[SOURCE EXTRACT start]

Developing delivery and procurement processes also now requires collaboration across the entire design and construction process, during all phases of development – architects wish to coordinate efficient design review and changes during planning and building and engineers want to continually ensure designs meet key construction criteria.

The issue of collaboration is not particularly new. Architects and engineers have been collaborating more or less symbiotically for decades. The quality of such collaboration often depended on the communication and leadership skills of experienced practitioners on both sides. What, then, are the changes we are facing now?

Experience based on knowledge of precedent and reference projects remains crucial to ensuring a solid dialogue between the architect, the engineer, the quantity surveyor and others. However, there has been a change in focus, away from “static” knowledge about specific conventions to applied knowing in the process of designing. The speed at which projects are delivered today forces us to anticipate problems and make design decisions faster. Along with the challenges of working with teams outside the office, expectations regarding shorter production time frames for the entire project have increased. Even experienced designers struggle at times to cope with the sheer amount of information that forms an integral part of contemporary building projects. The demand for high-quality outcomes in increasingly limited time has made real-time editing and design the key to meeting time, cost and design expectations.

[SOURCE EXTRACT end]
[INFORMATION PROVIDED start]

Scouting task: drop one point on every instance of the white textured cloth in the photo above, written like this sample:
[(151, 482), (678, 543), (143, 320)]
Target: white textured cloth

[INFORMATION PROVIDED end]

**EXERCISE**
List each party the passage on design collaboration names as taking part in the dialogue that experience with precedent and reference projects helps ensure. The lines after the passage are not needed here.

**THE OUTPUT**
- The architect
- The engineer
- The quantity surveyor